_GIVEN INFORMATION_:

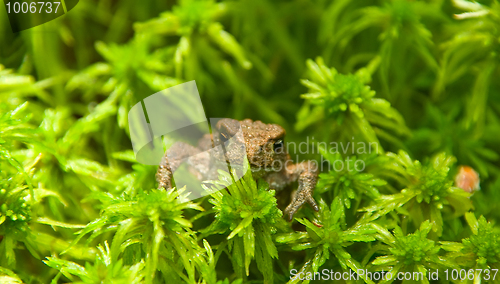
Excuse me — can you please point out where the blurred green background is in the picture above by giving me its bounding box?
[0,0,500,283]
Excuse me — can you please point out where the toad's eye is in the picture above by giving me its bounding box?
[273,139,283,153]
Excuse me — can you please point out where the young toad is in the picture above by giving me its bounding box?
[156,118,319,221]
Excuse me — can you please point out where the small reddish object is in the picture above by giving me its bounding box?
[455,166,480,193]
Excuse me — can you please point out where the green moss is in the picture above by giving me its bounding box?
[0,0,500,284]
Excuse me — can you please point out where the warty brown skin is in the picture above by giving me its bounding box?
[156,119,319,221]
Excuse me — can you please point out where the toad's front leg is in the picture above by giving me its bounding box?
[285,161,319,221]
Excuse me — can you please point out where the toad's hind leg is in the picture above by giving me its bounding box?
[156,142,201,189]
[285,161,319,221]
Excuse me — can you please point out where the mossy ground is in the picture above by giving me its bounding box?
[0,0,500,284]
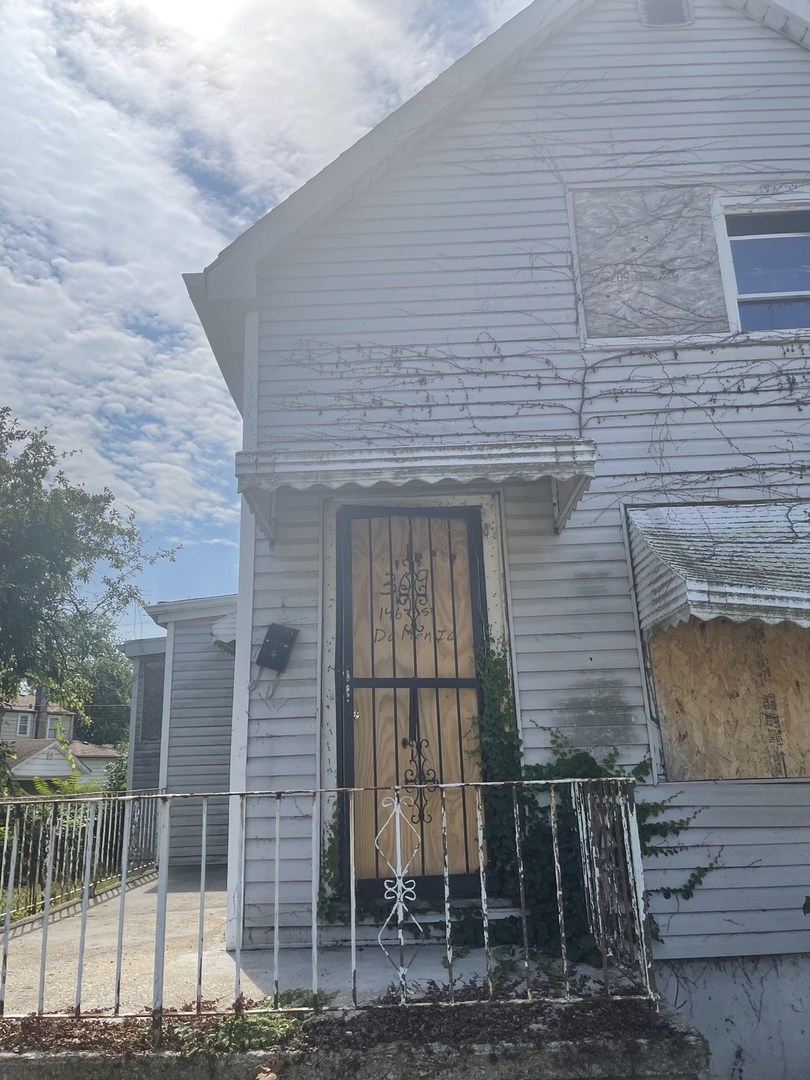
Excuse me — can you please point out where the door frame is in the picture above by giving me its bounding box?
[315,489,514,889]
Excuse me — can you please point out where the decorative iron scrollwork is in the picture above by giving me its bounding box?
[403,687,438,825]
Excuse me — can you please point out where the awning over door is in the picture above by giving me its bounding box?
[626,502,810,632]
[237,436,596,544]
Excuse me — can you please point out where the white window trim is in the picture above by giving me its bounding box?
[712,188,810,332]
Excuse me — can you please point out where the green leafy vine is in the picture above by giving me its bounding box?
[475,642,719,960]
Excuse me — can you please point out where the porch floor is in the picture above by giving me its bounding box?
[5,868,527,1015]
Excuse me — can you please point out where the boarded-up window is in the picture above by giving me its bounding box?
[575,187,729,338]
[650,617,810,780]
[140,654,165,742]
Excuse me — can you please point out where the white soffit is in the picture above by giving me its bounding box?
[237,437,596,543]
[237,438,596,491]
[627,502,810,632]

* * *

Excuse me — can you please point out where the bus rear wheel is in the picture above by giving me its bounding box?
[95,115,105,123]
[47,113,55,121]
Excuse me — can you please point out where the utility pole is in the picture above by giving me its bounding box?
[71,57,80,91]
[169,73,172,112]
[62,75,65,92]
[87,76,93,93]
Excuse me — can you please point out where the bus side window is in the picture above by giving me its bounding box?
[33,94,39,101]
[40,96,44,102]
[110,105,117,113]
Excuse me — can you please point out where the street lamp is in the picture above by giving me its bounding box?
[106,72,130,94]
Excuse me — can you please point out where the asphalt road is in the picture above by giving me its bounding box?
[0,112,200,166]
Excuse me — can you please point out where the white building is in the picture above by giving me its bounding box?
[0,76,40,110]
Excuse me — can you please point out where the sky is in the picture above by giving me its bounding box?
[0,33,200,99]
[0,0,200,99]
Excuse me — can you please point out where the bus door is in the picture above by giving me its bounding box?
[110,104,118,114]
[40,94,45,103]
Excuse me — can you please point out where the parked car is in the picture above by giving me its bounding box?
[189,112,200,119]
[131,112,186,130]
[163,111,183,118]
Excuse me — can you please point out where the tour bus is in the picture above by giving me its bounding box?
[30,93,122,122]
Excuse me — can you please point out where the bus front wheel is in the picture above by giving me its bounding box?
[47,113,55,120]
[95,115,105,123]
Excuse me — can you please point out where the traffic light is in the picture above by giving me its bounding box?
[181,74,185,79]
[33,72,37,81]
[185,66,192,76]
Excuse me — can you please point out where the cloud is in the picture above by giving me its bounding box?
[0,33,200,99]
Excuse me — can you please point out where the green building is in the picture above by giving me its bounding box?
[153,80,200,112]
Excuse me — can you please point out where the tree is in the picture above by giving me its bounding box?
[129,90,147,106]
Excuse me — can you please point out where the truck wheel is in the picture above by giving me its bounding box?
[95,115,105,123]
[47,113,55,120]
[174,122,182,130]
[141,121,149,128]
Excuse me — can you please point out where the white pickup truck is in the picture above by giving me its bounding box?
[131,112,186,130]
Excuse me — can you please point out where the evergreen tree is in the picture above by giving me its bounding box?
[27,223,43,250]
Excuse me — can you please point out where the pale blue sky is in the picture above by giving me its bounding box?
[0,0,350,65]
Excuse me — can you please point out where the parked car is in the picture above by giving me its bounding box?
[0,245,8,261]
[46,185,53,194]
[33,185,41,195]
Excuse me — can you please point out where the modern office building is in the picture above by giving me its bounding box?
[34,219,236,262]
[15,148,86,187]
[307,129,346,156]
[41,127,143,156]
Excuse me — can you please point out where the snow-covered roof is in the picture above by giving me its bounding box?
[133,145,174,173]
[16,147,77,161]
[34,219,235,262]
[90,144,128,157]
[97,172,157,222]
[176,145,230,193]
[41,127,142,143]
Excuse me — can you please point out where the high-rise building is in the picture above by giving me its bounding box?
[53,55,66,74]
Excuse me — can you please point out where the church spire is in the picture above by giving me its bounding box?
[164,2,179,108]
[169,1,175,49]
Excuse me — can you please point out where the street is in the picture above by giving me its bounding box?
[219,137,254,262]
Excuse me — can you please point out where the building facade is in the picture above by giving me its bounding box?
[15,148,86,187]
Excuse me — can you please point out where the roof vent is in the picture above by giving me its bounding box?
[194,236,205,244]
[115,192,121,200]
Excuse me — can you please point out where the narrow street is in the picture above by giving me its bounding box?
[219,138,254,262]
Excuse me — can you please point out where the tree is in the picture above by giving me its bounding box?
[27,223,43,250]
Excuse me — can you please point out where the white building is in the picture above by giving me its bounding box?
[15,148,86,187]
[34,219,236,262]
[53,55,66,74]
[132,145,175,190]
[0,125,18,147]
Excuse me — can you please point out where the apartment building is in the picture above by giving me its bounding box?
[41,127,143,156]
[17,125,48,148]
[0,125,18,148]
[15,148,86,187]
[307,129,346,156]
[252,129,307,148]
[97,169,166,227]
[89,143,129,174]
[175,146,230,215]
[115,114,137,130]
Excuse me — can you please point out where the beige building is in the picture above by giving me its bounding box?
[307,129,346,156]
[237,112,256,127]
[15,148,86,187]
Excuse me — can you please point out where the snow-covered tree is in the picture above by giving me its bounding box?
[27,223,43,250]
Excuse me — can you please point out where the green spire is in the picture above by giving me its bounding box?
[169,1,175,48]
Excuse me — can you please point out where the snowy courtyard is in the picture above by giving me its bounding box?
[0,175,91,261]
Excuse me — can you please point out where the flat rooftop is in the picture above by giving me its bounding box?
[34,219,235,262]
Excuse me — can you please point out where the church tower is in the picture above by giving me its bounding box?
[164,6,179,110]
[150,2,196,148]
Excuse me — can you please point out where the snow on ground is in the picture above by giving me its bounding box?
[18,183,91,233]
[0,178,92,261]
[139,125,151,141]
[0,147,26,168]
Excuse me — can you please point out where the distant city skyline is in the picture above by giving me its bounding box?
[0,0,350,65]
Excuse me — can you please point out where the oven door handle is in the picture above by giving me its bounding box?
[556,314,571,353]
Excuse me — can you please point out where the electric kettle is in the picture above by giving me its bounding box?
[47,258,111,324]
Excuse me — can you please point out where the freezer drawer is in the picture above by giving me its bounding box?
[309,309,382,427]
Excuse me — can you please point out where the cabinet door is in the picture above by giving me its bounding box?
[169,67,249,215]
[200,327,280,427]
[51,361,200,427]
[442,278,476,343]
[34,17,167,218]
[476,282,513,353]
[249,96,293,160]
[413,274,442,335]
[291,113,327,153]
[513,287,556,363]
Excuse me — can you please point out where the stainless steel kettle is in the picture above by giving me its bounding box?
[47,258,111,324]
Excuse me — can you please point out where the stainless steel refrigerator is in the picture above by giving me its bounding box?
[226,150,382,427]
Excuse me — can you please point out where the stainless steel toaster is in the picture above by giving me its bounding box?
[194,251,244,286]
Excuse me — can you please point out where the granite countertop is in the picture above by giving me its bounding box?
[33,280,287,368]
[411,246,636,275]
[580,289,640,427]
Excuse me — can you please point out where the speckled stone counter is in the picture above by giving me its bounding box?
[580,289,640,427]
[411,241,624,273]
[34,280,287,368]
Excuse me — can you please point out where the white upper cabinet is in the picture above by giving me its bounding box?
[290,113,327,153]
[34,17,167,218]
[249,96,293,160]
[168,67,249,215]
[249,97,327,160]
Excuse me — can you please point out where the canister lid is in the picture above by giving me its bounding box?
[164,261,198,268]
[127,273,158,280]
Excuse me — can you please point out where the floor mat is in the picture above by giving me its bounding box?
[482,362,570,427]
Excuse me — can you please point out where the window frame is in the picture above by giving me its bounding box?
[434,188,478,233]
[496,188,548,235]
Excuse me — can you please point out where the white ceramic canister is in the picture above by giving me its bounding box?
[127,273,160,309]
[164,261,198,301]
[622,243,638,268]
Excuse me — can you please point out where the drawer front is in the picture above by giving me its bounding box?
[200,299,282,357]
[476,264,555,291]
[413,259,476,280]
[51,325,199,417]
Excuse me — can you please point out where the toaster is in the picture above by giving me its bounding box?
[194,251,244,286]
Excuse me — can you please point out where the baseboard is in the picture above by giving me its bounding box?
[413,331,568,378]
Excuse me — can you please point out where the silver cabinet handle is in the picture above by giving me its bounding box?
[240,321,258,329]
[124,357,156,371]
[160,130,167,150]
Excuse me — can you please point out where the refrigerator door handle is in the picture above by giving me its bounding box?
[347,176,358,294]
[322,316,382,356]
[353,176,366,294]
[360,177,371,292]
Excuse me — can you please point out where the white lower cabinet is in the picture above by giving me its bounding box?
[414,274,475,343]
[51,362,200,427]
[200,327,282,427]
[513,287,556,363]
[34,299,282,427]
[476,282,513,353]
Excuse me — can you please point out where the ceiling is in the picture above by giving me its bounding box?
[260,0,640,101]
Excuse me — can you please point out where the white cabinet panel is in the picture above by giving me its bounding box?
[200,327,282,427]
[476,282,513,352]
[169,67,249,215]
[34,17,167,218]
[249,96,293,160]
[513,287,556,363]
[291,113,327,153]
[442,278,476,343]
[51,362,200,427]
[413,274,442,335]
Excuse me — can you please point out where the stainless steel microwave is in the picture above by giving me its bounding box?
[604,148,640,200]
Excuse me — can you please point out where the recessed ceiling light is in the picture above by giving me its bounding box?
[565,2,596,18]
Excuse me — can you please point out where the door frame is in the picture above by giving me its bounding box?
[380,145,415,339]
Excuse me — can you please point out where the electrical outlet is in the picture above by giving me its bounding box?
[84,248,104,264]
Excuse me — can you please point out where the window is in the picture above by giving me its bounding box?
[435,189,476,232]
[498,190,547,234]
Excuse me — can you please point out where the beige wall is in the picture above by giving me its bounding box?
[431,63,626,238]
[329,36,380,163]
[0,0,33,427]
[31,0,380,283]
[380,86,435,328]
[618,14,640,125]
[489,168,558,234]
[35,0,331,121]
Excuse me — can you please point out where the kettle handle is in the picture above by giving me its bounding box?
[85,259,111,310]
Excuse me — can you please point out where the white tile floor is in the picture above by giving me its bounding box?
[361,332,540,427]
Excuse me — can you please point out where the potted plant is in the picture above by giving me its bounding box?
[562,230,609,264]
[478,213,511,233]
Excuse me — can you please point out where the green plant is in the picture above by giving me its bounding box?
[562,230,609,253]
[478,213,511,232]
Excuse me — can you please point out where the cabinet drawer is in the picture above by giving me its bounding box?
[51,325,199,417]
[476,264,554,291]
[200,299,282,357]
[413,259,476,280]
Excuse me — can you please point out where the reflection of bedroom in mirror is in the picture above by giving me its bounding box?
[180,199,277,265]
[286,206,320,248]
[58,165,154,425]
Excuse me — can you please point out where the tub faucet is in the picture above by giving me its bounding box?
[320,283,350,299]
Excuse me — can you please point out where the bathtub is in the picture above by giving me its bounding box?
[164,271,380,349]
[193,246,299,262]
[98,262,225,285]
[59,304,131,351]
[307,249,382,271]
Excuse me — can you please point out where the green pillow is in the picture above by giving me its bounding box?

_TASK DESCRIPTION_: Output the records from the line containing "Excuse me — can you please point out where the reflection" through the line containing "[320,283,350,299]" as a numbered list, omitting any blank lines.

_OUTPUT OF THE TASK_:
1. Excuse me — can you please point out where the reflection of bedroom in mirror is in the picture above by giving me its bounding box?
2. [180,199,277,265]
3. [286,206,320,248]
4. [58,165,154,425]
5. Excuse me — can you please point out where the tub faucet is in the picture above by giving me its bounding box?
6. [320,283,350,299]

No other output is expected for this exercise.